Task objective
Everything from the line that contains "Query: bare tree" through the last line of the listing must be copied exactly, with both of those lines included and no others.

Extracted information
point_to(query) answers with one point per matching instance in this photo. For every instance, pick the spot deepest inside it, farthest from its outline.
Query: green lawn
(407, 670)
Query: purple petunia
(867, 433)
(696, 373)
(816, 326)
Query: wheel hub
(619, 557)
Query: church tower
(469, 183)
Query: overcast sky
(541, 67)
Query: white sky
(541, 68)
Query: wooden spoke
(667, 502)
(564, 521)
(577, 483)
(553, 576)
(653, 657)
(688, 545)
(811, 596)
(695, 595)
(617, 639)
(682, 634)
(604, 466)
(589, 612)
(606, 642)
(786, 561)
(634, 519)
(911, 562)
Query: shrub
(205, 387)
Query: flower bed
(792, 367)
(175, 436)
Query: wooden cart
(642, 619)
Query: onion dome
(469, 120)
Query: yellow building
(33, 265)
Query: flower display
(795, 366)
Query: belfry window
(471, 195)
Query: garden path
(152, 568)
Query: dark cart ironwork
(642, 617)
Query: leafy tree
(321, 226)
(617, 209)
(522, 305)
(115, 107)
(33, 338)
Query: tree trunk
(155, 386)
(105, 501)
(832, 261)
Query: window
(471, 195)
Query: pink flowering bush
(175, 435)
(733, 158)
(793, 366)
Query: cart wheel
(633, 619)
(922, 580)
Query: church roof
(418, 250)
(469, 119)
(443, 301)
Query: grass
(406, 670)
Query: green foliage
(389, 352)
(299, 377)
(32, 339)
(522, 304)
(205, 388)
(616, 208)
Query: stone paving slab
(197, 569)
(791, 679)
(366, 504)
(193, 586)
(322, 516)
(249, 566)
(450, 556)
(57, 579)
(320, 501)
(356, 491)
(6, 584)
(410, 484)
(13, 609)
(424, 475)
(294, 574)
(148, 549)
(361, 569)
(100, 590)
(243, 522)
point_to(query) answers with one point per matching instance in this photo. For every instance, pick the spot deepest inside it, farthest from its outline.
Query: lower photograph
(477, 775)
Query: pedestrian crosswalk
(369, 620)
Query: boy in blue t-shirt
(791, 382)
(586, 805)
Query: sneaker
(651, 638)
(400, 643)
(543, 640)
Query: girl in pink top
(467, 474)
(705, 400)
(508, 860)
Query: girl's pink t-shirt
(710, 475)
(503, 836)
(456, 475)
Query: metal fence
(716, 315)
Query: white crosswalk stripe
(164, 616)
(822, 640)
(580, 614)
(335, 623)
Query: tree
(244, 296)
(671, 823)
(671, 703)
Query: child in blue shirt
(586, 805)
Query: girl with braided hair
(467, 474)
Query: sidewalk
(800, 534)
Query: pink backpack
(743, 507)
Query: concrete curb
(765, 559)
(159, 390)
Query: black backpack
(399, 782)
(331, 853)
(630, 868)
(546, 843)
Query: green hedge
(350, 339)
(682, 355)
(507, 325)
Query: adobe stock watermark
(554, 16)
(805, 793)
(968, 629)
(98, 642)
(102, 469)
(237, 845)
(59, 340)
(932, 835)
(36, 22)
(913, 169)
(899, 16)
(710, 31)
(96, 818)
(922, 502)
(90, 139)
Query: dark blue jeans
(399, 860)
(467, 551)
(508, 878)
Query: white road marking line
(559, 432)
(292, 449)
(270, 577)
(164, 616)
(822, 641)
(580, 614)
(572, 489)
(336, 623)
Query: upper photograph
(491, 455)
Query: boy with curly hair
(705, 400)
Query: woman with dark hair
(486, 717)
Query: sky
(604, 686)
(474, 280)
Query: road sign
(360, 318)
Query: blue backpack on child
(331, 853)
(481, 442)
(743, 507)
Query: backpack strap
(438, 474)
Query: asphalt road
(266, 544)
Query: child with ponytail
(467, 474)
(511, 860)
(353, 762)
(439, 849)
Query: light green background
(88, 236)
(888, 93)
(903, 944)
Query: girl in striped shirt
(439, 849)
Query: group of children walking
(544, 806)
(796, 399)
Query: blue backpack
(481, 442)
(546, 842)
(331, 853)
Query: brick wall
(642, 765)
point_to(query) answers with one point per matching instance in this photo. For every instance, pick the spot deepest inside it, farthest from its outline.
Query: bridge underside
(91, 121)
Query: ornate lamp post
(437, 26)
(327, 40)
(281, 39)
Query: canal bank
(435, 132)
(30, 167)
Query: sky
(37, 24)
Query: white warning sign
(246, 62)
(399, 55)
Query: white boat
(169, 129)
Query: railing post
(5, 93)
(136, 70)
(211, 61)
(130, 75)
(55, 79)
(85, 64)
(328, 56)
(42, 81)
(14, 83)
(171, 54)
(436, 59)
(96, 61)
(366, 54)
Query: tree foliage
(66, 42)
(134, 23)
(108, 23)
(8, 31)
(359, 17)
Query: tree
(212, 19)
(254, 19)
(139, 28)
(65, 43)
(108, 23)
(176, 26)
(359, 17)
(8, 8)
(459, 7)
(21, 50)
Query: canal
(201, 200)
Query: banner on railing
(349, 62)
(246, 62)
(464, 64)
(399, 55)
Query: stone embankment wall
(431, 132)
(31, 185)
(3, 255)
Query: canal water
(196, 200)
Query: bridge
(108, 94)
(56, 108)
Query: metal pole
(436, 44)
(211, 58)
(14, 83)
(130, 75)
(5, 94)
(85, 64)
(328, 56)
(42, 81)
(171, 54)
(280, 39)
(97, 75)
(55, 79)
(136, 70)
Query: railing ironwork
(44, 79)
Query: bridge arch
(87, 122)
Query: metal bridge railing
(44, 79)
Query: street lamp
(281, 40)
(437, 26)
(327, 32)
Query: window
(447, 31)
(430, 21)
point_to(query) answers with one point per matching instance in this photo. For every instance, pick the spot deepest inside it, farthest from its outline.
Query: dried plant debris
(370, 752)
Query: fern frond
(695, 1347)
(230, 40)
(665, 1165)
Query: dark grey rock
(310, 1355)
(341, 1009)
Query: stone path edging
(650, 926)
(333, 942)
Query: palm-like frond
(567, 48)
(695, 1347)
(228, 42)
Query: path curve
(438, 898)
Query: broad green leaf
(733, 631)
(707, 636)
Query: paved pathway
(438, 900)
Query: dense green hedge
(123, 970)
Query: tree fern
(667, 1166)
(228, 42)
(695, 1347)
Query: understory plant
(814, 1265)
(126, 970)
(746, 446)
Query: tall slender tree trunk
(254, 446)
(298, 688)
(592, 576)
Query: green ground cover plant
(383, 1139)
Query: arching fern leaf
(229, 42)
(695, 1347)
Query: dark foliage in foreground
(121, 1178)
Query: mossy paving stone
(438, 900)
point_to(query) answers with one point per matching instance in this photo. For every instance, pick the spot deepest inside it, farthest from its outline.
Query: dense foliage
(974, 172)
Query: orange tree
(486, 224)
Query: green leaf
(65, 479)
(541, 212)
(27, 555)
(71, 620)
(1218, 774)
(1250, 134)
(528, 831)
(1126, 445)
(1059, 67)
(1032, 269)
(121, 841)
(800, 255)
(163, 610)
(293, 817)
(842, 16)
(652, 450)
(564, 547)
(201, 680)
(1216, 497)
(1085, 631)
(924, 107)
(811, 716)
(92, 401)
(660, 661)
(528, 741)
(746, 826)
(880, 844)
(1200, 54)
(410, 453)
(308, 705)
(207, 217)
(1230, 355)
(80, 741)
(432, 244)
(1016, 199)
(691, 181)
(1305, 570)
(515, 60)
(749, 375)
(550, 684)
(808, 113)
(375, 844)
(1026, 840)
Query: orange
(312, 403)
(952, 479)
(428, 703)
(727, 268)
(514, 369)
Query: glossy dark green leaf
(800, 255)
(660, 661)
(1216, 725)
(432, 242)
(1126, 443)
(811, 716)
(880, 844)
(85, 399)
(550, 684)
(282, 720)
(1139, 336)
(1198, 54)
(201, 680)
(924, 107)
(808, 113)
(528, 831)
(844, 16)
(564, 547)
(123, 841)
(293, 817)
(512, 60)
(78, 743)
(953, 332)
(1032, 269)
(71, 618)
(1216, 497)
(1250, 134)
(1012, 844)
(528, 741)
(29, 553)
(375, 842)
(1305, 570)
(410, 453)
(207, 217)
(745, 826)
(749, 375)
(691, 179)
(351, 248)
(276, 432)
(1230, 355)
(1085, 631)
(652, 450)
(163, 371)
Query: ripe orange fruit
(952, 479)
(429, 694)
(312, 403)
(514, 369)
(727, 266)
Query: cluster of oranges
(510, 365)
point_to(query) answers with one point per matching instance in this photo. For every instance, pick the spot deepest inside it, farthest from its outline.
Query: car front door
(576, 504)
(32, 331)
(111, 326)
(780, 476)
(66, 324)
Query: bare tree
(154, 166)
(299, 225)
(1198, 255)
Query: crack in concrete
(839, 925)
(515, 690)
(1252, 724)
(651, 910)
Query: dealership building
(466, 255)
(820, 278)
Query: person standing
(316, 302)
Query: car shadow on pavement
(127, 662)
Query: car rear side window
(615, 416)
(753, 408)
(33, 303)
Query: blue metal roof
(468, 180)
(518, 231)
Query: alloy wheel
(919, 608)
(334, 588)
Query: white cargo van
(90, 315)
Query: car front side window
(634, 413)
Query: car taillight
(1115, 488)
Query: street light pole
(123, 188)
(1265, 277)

Answer below
Query: bare tree
(154, 166)
(299, 225)
(1198, 255)
Query: crack in concrete
(839, 925)
(515, 690)
(1252, 724)
(651, 910)
Query: dealership building
(466, 255)
(820, 278)
Query: person standing
(316, 302)
Query: car shadow on pavement
(127, 662)
Query: car rear side window
(615, 416)
(753, 408)
(33, 303)
Query: blue metal roof
(468, 180)
(518, 231)
Query: alloy wheel
(919, 608)
(334, 588)
Query: white cargo van
(90, 315)
Query: car front side window
(634, 413)
Query: car taillight
(1115, 488)
Query: street light pole
(123, 188)
(1265, 277)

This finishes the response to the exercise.